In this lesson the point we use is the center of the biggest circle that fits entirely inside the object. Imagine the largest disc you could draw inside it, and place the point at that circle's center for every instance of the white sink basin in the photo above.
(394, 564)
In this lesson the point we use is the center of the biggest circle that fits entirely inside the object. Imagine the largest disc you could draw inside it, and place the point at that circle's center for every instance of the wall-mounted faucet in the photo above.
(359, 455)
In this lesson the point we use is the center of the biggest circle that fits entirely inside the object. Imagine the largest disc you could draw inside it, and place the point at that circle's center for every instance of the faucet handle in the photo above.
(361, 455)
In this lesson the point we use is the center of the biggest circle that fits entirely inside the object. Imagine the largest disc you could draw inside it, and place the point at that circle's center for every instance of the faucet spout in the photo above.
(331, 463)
....
Exercise description —
Turn all the rows above into a JSON list of strings, one string per line, and leave out any blank lines.

Solved problem —
[
  "In this lesson the point we use is the center of the biggest circle that fits entirely inside the object. Imagine the largest disc you could draw inside it, and place the point at that circle's center for every instance of the white sink basin in the photo above.",
  "(394, 564)",
  "In this lesson the point we use is the center of the biggest circle that fits entirely inside the object. Imagine the largest disc you could draw inside it, and place the point at that circle's center for every instance of the wall-mounted faucet in the photo above.",
  "(359, 455)",
  "In this lesson the point we use is the center of the biggest circle that fits entirely inside the object. Imagine the largest disc you could draw inside it, and place the point at that circle's center for every instance of the faucet handle in the photo above.",
  "(361, 455)",
  "In this lesson the point we use is the center of the biggest circle that fits entirely inside the object. Imagine the largest disc you could draw inside it, and place the point at that circle's center for every instance of the faucet spout in the photo above.",
  "(331, 463)"
]